-- GIVEN INSTRUCTION A --
In the patent text on cemented carbonitride, what is the preferred range for the volume share of whiskers?
-- GIVEN INSTRUCTION B --
Gather every line of the records that contains the string "striped". Case counts.

-- TEXT PROVIDED --
■ ■ ■

[0001] The present invention relates to a cemented carbonitride alloy with improved toughness.
[0002] Alloys based on titanium carbide have been used for finishing of steels but have
only found limited applicability because of limitations in several important properties.
The strength and toughness of TiC-based cutting tools are generally much lower than
for WC-based tools, thus limiting the use of TiC-based tools in applications with
higher feed rates and/or interrupted cutting. The resistance to plastic deformations
is also generally very poor which seriously limits the use at higher cutting speeds
and feeds. TiC-based tools also have a very low thermal conductivity, much lower
than WC-based tools, and, consequently, thermal crack-ing is a serious problem.
[0003] To some extent these problems have been overcome with TiN as an alloying additive.
TiN reduces grain size which improves strength and toughness. TiN also increases the
thermal conductivity of the tool and, consequently, resistance against thermal cracking
is improved. The resistance against plastic deformation is also improved for several
reasons of which one is increased alloying (solid solution hardening) of the binder
phase.
[0004] However, the lack of adequate toughness is still a major problem for many applications
why cemented carbonitrides must be used at lower feed rates than conventional cemented
carbides.
[0005] An object of the present innovation is to provide a cemented carbonitride with improved
properties especially related to the above mentioned disadvantages and especially
with respect to toughness behaviour.
[0006] The cemented carbonitride of this invention comprises 5-50 %, preferably 15-35 %,
by volume of whiskers of at least one hard compound selected from the nitrides, carbides
and carbonitrides of titanium, zirconium and hafnium and mutual solid solutions thereof,
further 25-82 % by volume of hard phases comprising carbides and/or nitrides of metals
and solid solutions thereof from groups IVb (Ti, Zr, Hf), Vb (V, Nb, Ta) and/or VIb
(Cr, Mo, W) in the periodic table of the elements and 3-25 % by volume of a binder
metal being at least one element selected from the group consisting of iron, cobalt
and nickel.
[0007] The cemented carbonitride with the characteristics of the above description has a
much improved toughness behaviour than conventional cemented carbonitrides.
[0008] DE 21 01 891 discloses a method of producing carbide whiskers. It is suggested that
whiskers may be used as reinforcing elements for conventional materials such as metals,
ceramics or plastics. DE 22 14 824 discloses the reinforcement of cemented carbide
with fibres or whiskers of the metals W, Mo, Ti, Ta, Cr, Zr and Hf coated with a thin
layer of Fe, Co or Ni. From Example 4 of USP 3,507,632 is known a conventional cemented
carbide material reinforced with whiskers such as 0.2 % TiC-whiskers. Example 6 of
the same patent discloses a hard material composition based on nitrides of W, Ta,
Ti and Nb and with an iron binder which composition comprises 0.3 % TiN-whiskers.
JP 59-54675, JP 59-54676 and JP 59-54680 disclose SiC whisker reinforced Si₃N₄ or
SiC materials.

■ ■ ■

-- GIVEN DATA --
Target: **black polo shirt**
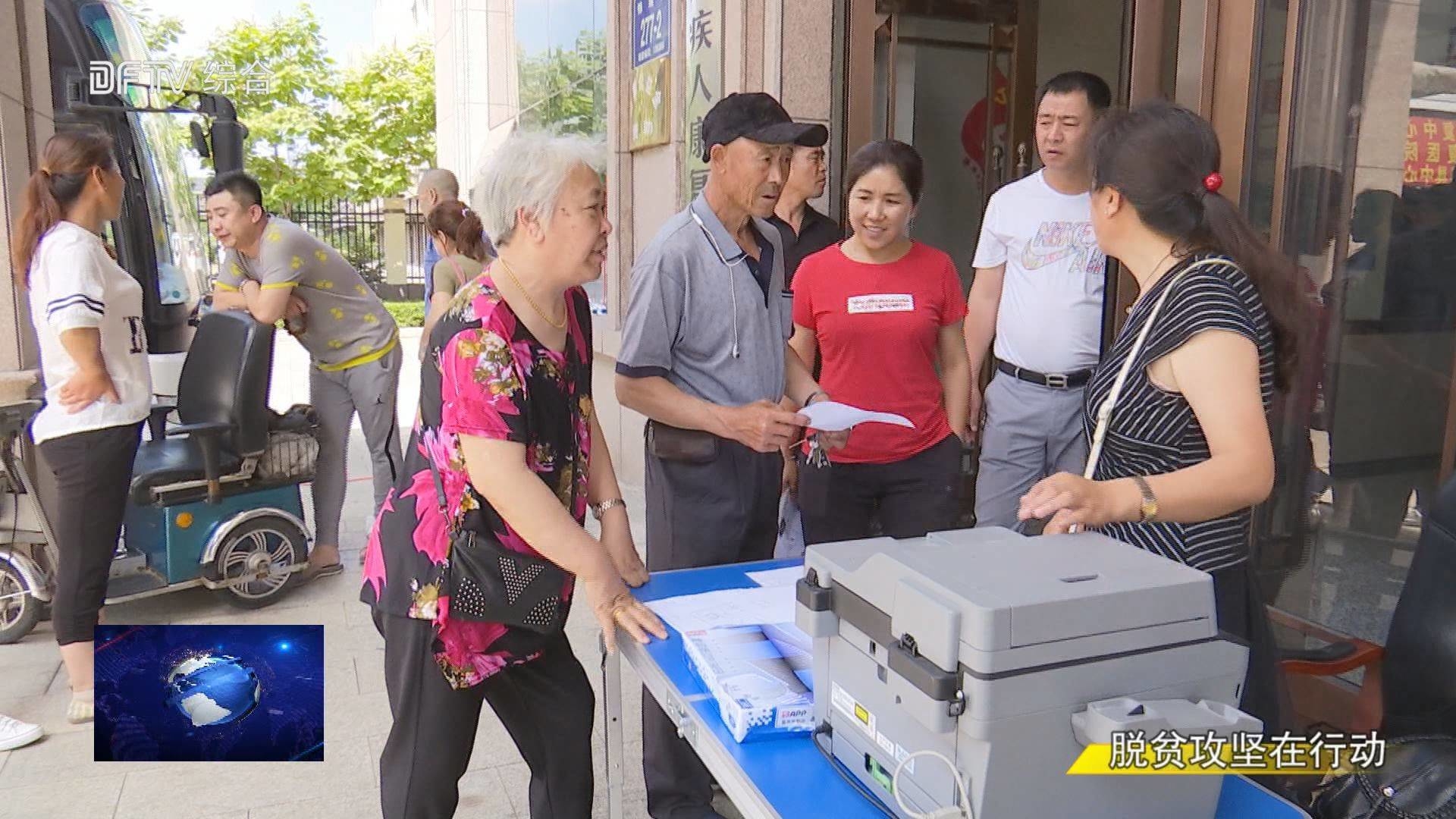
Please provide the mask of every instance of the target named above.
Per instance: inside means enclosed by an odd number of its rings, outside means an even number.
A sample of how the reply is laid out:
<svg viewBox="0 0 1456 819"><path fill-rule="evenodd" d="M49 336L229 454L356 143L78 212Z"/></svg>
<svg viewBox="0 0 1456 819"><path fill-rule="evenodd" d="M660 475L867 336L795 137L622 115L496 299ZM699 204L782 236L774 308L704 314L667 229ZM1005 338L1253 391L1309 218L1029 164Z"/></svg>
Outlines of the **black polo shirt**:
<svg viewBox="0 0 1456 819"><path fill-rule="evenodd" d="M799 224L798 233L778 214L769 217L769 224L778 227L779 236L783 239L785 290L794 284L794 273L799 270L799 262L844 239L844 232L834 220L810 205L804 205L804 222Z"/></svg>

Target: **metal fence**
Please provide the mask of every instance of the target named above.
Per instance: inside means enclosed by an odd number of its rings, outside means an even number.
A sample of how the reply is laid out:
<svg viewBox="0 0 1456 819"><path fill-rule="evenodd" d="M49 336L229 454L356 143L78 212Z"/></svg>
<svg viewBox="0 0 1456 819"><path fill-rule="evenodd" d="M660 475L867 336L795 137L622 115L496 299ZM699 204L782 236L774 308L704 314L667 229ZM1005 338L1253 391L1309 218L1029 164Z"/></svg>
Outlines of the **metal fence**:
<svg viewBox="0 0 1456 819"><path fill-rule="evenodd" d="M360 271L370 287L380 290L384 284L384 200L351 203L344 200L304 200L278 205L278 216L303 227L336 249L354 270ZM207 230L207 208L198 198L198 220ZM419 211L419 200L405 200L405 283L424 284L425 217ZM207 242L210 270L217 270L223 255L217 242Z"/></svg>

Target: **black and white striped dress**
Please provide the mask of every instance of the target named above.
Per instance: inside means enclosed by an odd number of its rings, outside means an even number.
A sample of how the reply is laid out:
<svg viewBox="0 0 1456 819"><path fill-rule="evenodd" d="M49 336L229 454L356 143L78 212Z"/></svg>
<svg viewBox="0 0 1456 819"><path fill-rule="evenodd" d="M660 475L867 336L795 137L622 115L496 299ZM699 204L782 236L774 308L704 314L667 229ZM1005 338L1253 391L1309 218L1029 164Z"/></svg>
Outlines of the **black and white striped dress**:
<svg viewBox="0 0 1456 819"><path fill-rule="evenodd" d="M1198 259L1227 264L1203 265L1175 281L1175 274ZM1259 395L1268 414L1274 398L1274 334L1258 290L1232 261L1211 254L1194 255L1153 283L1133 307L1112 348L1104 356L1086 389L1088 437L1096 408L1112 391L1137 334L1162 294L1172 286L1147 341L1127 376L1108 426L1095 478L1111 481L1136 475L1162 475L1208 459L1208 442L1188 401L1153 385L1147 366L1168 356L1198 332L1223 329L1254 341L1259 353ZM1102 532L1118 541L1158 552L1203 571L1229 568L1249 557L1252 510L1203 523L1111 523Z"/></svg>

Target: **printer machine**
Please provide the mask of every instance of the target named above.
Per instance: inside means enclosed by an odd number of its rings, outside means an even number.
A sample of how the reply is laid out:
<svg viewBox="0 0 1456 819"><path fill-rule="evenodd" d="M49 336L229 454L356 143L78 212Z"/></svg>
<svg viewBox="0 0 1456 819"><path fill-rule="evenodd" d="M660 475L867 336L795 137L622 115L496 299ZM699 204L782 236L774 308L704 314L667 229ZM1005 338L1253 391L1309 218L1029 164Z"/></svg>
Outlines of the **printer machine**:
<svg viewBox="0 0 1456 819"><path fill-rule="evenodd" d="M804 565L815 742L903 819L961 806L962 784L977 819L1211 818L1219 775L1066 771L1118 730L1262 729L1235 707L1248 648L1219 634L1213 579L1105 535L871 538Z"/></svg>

■ ■ ■

-- TASK OUTPUT A --
15-35 % by volume.

-- TASK OUTPUT B --
Target: **black and white striped dress**
Outlines of the **black and white striped dress**:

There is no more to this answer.